● **Consigne 1**
Recopiez fidèlement le discours syndical en commençant aux mots qui contiennent « Mais vous vous » et en vous arrêtant après « même chose ! ».
● **Consigne 2**
Poursuivez le discours syndical sur la CFTC à la suite de sa dernière phrase.

● **Texte fourni**
------------------------------------------------------------
Ne succombez pas non plus aux voix des oiseaux de mauvaises augures qui nous rappellent à longueur de journée, que dans certaines entreprises nous n'avons pas réussi à franchir le seuil fatidique de 10 %, et qui annoncent - pour s'en réjouir - que la CFTC est sur la mauvaise pente. Ce sont souvent ceux qui oublient de parler des entreprises où la CFTC réalise de bons scores, voire de très bons scores !
Les autres syndicats, eux aussi, perdront - et perdent déjà- leur représentativité dans certaines entreprises. Annonce-t-on pour autant leur disparition ?
Mes chers amis, Il n'y a qu'une solution, qu'un seul recours pour résoudre l'équation fatale ! Nous ne pouvons compter que sur nous- mêmes !
Et les réflexions de ces deux journées vont toutes dans ce sens là !
Nous savions que le chemin serait difficile, que des obstacles se dresseraient devant nous !
Grâce à vous, au fil de ces deux journées de travail, nous savons désormais, que la tâche n'est pas insurmontable !
C'est dans les entreprises et c'est en direction des délégués syndicaux et de la section syndicale que toutes nos structures (syndicats, FD, UD, UR, confédération) doivent porter leurs efforts.
Unies, tendues vers la réalisation d'un même objectif -la représentativité de la CFTC-, fort d'une stratégie d'accompagnement cohérente, et d'un programme novateur, je suis convaincu que nous y parviendrons !
Rappelez-vous, ce que je vous disais hier : pour remporter la compétition, il faut être solidaire et se mettre au service du collectif.
Mais vous vous mettrez d'autant plus au service de ce collectif, que, en retour, ce collectif se mettra dans les conditions de satisfaire vos aspirations.
Ici, devant vous, Nous en prenons l'engagement.
Je sais que vous en ferez de même, dans votre pratique quotidienne !
Avant de vous « rendre votre liberté », je voudrais évoquer la rentrée sociale.
Malgré de légers signes de reprises, l'été a été chaud avec ses chapelets de licenciements et ces salariés qui menacent de faire sauter leur entreprise pour qu'ils soient écoutés et respectés.
Comme pour les séquestrations de dirigeants, nous ne pouvons pas cautionner ce genre de pratique. Nous devons, au contraire, tout mettre en oeuvre pour éviter que les salariés en arrivent à de telles extrémités. Ce n'est pas parce que certaines entreprises agissent en dehors de toute moralité, que nous devons faire la même chose !
C'est pourquoi je crains que la rentrée s'annonce brulante, notamment parce que les chiffres du chômage risquent d'être catastrophiques, avec de nouveaux licenciements de nouveaux plans sociaux et l'arrivée sur le marché du travail de quelque 650 000 jeunes, dont une partie d'entre eux ne trouvera aucun débouché.
------------------------------------------------------------
● **Données enregistrées**

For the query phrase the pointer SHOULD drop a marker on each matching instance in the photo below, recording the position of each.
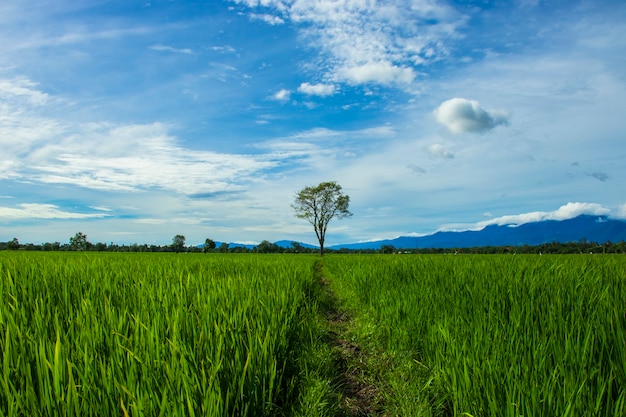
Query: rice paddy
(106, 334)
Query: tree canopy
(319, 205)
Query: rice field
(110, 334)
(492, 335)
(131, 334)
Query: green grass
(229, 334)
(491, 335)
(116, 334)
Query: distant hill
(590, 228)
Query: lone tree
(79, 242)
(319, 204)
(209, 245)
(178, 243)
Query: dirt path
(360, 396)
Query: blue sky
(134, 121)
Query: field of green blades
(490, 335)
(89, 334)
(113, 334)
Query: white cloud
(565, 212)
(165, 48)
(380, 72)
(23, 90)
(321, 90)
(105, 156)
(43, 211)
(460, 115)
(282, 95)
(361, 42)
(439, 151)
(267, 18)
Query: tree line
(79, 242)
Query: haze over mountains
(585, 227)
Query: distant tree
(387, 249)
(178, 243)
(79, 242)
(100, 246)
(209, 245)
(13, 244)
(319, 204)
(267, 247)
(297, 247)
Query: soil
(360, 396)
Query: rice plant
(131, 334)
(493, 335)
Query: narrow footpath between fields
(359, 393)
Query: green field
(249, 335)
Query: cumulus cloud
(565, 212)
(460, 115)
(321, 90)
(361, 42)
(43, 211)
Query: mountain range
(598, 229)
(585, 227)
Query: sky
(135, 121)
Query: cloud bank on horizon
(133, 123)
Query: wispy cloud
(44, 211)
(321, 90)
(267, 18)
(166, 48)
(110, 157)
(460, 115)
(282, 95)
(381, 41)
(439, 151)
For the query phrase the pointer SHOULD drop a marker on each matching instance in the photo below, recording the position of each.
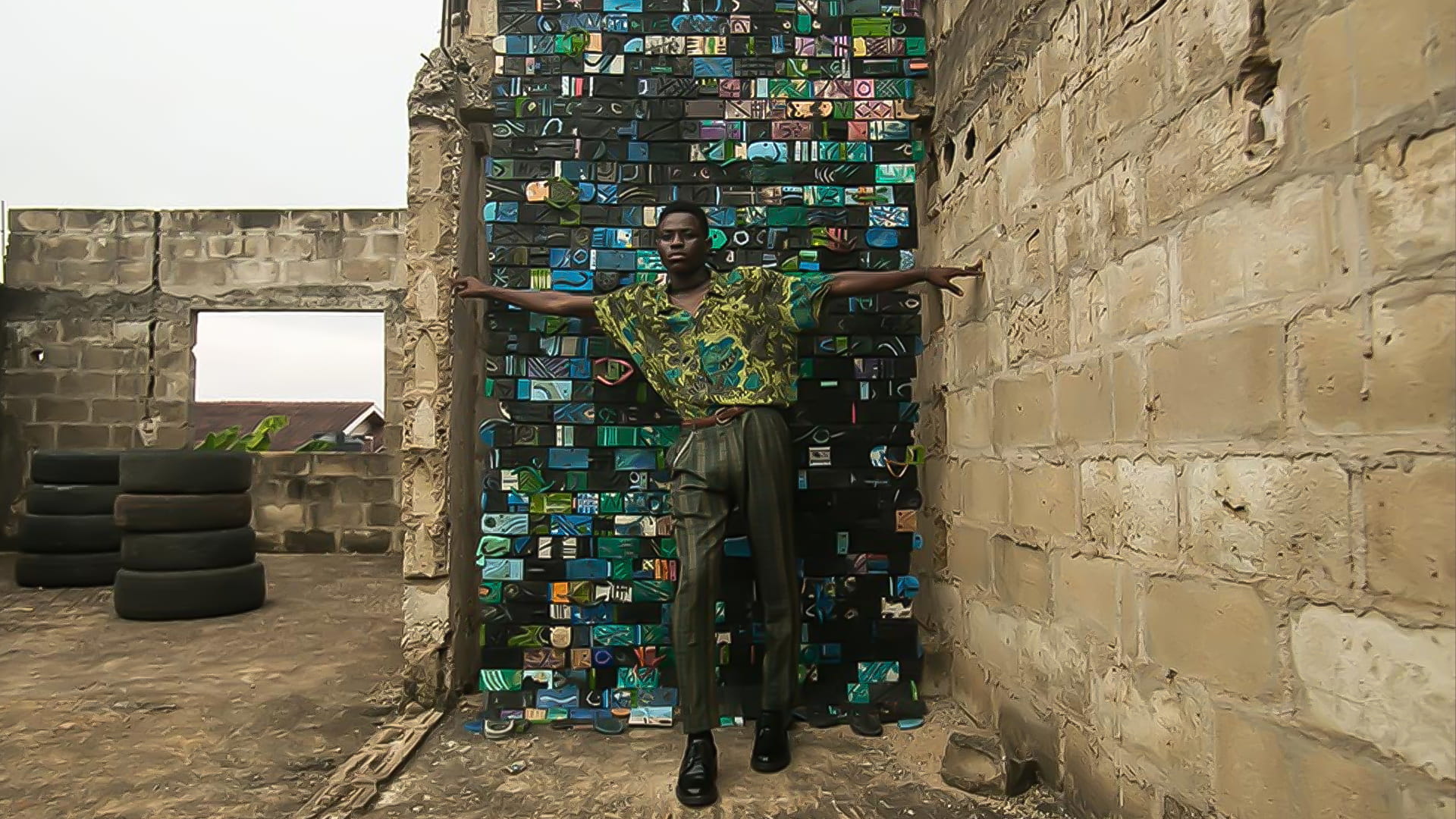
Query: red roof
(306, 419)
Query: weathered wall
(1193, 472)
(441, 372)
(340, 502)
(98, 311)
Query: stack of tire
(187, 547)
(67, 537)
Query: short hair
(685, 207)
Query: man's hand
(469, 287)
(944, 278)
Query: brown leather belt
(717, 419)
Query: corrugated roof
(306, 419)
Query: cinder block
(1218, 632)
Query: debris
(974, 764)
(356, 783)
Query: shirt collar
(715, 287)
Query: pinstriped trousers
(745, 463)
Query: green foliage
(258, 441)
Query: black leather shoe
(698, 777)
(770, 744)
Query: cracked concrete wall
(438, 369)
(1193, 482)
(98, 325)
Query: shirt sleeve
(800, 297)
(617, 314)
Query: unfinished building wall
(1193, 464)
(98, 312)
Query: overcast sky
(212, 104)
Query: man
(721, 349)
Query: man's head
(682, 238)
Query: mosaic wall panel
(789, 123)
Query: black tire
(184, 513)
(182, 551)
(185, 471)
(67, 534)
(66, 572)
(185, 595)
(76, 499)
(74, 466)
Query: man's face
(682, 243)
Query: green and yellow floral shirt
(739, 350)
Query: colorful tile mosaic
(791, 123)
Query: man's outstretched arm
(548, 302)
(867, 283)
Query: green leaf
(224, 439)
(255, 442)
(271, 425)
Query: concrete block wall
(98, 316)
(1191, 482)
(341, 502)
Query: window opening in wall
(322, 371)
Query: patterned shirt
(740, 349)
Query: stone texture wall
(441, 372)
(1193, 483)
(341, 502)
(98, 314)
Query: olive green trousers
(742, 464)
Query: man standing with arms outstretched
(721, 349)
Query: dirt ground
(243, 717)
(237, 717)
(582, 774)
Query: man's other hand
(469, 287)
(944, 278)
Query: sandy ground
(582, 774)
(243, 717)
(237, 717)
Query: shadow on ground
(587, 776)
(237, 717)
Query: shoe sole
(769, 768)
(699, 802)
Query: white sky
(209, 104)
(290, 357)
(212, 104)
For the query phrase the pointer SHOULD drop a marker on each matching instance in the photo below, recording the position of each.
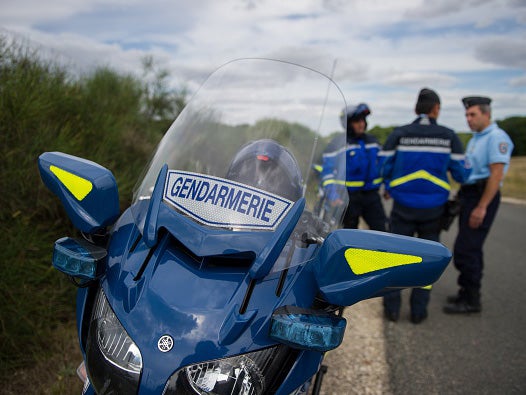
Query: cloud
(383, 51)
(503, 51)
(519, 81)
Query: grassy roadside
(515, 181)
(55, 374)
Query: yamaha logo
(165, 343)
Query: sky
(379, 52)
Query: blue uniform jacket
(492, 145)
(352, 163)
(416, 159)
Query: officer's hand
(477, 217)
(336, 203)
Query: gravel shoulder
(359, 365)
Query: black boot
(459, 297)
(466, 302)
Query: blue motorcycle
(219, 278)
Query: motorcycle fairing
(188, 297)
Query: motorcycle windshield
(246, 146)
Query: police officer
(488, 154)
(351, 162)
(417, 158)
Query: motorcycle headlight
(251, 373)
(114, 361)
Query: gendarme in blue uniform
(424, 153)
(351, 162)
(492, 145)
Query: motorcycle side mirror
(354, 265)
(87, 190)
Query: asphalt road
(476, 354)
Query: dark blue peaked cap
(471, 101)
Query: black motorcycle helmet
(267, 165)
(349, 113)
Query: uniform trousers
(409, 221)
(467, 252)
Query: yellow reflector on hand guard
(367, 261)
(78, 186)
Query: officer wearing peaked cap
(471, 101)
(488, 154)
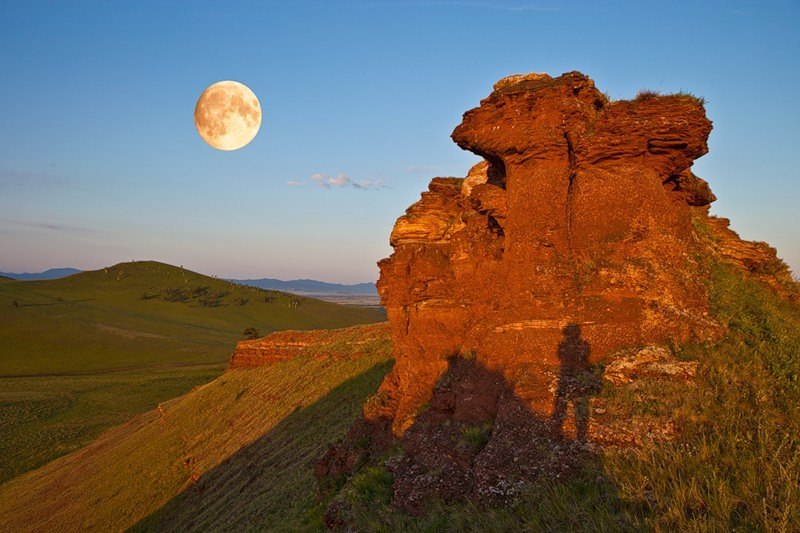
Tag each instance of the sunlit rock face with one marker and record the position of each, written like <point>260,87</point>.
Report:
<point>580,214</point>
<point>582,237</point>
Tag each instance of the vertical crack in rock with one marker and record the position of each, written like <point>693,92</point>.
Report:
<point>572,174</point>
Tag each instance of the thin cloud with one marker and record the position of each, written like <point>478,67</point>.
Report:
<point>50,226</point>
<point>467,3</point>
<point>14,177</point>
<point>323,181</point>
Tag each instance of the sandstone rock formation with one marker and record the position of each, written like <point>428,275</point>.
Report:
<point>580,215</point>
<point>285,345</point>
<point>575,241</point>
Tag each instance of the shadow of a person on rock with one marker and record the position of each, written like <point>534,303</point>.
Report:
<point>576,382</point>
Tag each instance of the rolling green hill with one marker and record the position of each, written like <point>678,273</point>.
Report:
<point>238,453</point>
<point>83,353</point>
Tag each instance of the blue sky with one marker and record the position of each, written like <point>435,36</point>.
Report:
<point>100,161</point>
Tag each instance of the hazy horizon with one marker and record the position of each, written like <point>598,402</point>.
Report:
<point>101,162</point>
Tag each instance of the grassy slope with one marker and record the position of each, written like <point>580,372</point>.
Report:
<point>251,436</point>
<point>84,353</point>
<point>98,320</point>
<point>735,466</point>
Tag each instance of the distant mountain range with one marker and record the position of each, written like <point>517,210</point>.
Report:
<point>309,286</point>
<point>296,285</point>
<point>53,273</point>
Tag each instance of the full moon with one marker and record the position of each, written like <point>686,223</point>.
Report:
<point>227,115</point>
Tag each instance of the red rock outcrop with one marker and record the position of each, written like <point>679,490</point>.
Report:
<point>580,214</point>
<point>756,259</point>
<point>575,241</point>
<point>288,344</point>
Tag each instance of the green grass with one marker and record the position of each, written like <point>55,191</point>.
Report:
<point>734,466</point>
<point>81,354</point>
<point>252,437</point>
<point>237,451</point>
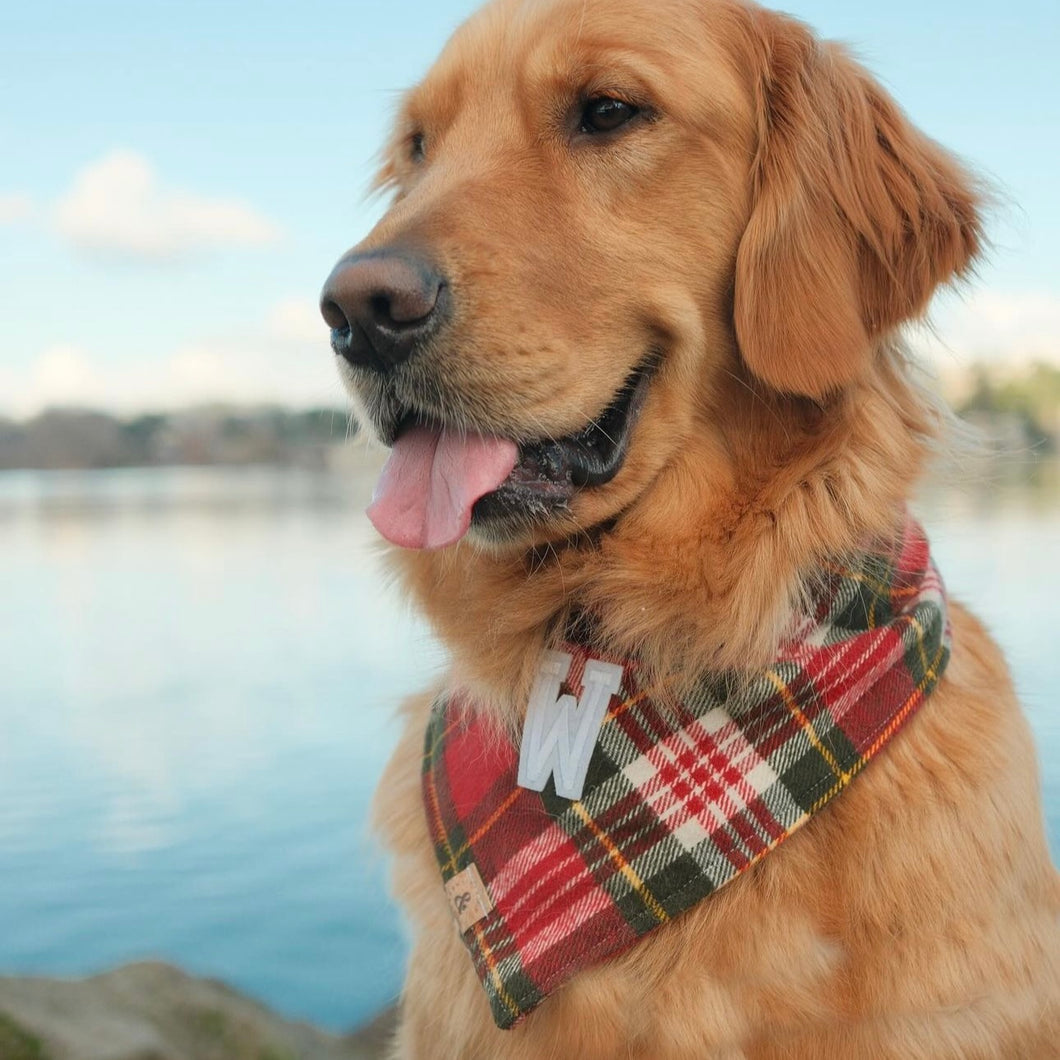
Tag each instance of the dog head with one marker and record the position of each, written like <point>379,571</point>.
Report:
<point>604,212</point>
------------------------------------------------------------
● **Réponse 1**
Mais vous vous mettrez d'autant plus au service de ce collectif, que, en retour, ce collectif se mettra dans les conditions de satisfaire vos aspirations.
Ici, devant vous, Nous en prenons l'engagement.
Je sais que vous en ferez de même, dans votre pratique quotidienne !
Avant de vous « rendre votre liberté », je voudrais évoquer la rentrée sociale.
Malgré de légers signes de reprises, l'été a été chaud avec ses chapelets de licenciements et ces salariés qui menacent de faire sauter leur entreprise pour qu'ils soient écoutés et respectés.
Comme pour les séquestrations de dirigeants, nous ne pouvons pas cautionner ce genre de pratique. Nous devons, au contraire, tout mettre en oeuvre pour éviter que les salariés en arrivent à de telles extrémités. Ce n'est pas parce que certaines entreprises agissent en dehors de toute moralité, que nous devons faire la même chose !

● **Réponse 2**
Il faut encore et à chaque fois que nécessaires protéger l'emploi et prolonger les dispositifs du travail à temps partiel au delà du contingent indemnisé comme la CFTC l'a exigé. Il faut combattre sans condition la précarité Il faut protéger le pouvoir d'achat des familles (prime 200euros).
Réinventer les solidarités. Nous sommes ici sur l'essentiel et il n'y a pas à transiger. Il faut soutenir, accompagner chacune des personnes fragilisées dans leur démarche de réinsertion.
Mais c'est vers les jeunes que nous devons faire porter nos efforts sur le court terme et sur le long terme.
Sur le court terme, nous avons proposé au gouvernement d'étendre le RSA à tous les jeunes sans emploi, le temps que durera la crise, et de créer un droit de tirage spécial jeunes. Il serait composé de deux allocations : l'une commune à tous les jeunes en situation précaire et destinée, par exemple, au financement d'un logement, d'une mutuelle santé ou d'un permis de conduire.
La seconde proposition, devrait leur permettre de mieux s'insérer sur le marché du travail; l'aide serait inversement proportionnelle au nombre d'années d'études poursuivies.
Il s'agit de mesures d'urgence qui vise un double objectif : donner à ces jeunes les moyens de ne pas sombrer définitivement dans l'exclusion et éviter une explosion sociale à la rentrée.
Dans le même esprit, nous proposons, aussi, de conditionner les aides aux entreprises à des embauches concrètes, aux conditions d'emploi; et sur des emplois pérennes, sous peine de sanctions, voire de remboursements de ces aides.
Pour le long terme, nous réfléchissons à quelques pistes ; elles ne sont pas finalisées, mais je peux vous en livrer la primeur.
La première consisterait à construire des campus universitaires -à l'aide des fonds récoltés par le grand emprunt national- sur l'ensemble du territoire.
Il s'agirait de créer une infrastructure dédiée aux jeunes (tous publics confondus, sans distinction de qualification et de situation de 16 à 30 ans). Cette «méga-structure» mutualiserait tous les moyens existants, les dispositifs formation, activités sportives et culturelles, une mission locale, une antenne Pôle emploi, et tous les nombreux dispositifs d'insertion sociale et professionnelle ou d'échec contre l'illettrisme...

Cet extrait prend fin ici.